### [Aim of the exercise]
In the entries below, go to the line containing "Identify each instance of the ski" and repeat it along with every later line, exactly.
*** Dataset content Section Begins ***
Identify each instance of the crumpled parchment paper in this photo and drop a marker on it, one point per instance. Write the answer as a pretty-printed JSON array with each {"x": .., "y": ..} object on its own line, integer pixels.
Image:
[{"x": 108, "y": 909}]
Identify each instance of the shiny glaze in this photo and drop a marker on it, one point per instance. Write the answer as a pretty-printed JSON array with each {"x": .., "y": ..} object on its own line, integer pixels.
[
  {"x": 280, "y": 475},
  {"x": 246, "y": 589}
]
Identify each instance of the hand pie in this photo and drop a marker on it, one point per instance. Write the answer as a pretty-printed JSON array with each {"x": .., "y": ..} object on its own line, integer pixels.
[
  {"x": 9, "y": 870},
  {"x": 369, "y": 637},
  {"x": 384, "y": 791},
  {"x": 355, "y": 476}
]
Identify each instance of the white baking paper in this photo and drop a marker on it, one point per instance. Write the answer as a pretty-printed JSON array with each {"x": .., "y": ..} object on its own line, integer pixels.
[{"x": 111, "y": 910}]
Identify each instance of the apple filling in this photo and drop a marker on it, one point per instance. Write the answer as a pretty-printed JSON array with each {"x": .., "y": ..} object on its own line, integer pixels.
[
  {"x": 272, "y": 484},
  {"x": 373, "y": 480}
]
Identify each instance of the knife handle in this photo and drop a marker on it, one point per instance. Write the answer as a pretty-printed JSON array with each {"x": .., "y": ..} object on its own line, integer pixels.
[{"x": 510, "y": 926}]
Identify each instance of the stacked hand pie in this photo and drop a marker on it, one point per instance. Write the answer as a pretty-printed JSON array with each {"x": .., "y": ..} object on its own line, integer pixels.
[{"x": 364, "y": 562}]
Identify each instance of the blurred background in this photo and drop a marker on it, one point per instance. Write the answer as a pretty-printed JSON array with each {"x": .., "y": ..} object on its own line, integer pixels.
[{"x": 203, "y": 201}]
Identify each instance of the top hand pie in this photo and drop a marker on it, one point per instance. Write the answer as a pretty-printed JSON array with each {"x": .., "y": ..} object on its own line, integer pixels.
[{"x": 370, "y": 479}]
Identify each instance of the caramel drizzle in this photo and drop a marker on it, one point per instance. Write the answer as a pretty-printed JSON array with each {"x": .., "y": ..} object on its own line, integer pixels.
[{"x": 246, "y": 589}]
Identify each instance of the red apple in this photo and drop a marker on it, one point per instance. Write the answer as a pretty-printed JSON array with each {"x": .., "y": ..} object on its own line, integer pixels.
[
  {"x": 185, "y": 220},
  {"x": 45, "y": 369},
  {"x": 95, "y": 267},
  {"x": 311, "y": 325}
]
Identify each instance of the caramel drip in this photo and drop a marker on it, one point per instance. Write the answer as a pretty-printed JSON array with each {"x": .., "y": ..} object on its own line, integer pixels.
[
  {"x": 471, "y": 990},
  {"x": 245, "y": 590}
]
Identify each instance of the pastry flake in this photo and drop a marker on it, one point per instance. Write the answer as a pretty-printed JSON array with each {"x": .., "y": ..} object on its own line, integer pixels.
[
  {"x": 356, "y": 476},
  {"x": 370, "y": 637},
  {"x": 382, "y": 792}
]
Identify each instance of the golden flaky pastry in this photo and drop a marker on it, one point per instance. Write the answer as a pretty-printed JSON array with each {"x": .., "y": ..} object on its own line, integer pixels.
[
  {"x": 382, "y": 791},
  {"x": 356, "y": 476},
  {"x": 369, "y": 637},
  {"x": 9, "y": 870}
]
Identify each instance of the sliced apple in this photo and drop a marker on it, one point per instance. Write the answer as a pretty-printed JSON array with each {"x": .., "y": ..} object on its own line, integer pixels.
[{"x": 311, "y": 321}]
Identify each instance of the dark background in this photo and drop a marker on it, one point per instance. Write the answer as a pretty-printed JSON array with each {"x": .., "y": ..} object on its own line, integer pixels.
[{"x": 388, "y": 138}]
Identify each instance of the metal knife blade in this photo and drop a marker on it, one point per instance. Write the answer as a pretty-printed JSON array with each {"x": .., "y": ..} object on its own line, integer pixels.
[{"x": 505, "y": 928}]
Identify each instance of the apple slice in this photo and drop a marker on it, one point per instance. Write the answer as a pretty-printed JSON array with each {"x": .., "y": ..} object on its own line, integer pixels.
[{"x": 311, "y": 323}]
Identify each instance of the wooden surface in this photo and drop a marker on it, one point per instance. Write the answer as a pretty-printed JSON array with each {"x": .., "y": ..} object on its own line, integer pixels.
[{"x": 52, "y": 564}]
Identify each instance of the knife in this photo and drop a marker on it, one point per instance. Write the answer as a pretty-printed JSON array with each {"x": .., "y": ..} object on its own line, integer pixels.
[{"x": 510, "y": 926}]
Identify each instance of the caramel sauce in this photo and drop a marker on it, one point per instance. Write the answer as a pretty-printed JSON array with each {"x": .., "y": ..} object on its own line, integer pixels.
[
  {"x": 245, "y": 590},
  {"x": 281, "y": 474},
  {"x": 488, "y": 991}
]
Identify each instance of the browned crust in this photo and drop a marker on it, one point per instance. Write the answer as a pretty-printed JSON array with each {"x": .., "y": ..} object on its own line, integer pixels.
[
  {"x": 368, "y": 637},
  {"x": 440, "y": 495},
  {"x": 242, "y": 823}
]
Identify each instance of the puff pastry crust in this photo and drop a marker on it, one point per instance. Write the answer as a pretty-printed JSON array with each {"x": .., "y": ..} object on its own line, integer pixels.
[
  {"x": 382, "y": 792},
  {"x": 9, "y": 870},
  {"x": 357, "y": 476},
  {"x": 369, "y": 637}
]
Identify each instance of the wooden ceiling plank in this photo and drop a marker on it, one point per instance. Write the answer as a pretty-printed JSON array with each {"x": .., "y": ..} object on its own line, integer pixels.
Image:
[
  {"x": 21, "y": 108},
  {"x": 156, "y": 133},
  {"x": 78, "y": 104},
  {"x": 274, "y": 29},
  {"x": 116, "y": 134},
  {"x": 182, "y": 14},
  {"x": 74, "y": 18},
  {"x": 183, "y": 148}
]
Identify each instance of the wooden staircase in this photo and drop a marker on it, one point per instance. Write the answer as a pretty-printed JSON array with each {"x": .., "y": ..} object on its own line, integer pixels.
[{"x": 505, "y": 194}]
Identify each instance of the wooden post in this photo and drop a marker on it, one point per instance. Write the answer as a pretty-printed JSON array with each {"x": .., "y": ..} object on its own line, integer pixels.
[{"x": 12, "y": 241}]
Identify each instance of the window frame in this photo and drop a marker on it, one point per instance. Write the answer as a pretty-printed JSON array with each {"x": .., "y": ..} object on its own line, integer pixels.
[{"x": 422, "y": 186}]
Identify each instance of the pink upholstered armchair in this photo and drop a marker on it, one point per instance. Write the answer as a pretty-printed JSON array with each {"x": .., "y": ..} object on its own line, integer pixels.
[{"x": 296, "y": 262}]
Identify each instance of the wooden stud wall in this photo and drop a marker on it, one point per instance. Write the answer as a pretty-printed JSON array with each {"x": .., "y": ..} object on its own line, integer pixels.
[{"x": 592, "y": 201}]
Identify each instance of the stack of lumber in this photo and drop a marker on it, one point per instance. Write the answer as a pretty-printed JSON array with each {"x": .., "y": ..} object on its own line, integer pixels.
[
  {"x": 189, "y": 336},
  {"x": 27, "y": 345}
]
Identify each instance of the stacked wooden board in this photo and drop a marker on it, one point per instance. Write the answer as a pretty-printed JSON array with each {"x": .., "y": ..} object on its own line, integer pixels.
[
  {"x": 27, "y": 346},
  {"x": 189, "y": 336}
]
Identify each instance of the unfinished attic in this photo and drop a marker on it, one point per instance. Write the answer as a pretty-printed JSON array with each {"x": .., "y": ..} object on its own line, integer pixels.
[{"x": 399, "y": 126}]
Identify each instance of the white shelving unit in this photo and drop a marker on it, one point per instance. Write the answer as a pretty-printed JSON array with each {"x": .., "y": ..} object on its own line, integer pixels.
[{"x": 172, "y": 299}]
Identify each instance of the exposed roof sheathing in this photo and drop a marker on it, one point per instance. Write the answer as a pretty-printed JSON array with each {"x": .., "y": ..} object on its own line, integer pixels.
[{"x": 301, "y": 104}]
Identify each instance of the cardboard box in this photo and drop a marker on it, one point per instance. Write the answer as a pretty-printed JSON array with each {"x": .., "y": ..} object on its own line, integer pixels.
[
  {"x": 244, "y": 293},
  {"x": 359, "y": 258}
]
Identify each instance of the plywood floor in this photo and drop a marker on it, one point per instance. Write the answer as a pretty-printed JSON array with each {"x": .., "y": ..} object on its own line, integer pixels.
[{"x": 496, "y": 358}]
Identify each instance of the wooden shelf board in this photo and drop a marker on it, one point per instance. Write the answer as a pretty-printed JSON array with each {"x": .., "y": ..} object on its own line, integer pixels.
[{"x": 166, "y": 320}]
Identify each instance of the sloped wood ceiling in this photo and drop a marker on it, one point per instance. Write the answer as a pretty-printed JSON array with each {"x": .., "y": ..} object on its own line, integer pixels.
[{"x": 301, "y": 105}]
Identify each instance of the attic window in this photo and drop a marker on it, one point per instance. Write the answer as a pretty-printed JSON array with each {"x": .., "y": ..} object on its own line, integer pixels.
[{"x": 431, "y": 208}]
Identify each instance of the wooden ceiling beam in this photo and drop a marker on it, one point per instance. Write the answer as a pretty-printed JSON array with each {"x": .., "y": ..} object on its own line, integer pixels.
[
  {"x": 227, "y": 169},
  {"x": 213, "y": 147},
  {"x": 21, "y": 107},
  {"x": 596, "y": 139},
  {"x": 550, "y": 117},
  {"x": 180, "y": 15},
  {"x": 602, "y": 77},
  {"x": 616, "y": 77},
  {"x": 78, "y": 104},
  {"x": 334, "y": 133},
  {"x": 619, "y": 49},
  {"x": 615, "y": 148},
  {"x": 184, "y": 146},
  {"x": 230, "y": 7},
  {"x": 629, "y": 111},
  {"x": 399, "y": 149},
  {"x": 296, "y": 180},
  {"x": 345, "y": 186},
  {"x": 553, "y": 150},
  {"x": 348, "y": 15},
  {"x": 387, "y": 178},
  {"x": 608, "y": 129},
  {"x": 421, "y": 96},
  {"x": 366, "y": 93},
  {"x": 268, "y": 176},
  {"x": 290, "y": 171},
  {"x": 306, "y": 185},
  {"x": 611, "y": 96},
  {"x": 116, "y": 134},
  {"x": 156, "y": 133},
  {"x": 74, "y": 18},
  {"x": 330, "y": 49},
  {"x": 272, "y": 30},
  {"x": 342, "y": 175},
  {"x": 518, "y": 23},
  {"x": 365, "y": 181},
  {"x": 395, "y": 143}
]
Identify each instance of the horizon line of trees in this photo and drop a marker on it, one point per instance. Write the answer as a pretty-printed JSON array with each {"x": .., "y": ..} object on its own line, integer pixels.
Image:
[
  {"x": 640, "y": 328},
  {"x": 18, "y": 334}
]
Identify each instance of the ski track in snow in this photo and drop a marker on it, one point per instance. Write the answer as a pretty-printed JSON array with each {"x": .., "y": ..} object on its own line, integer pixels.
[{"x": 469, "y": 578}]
*** Dataset content Section Ends ***
### [Result of this exercise]
Identify each instance of the ski track in snow in this photo and drop a marker on it, one point per instance. Write the answer as a pretty-printed JSON array with each {"x": .., "y": ..} object on its own line, integer pixels.
[{"x": 469, "y": 578}]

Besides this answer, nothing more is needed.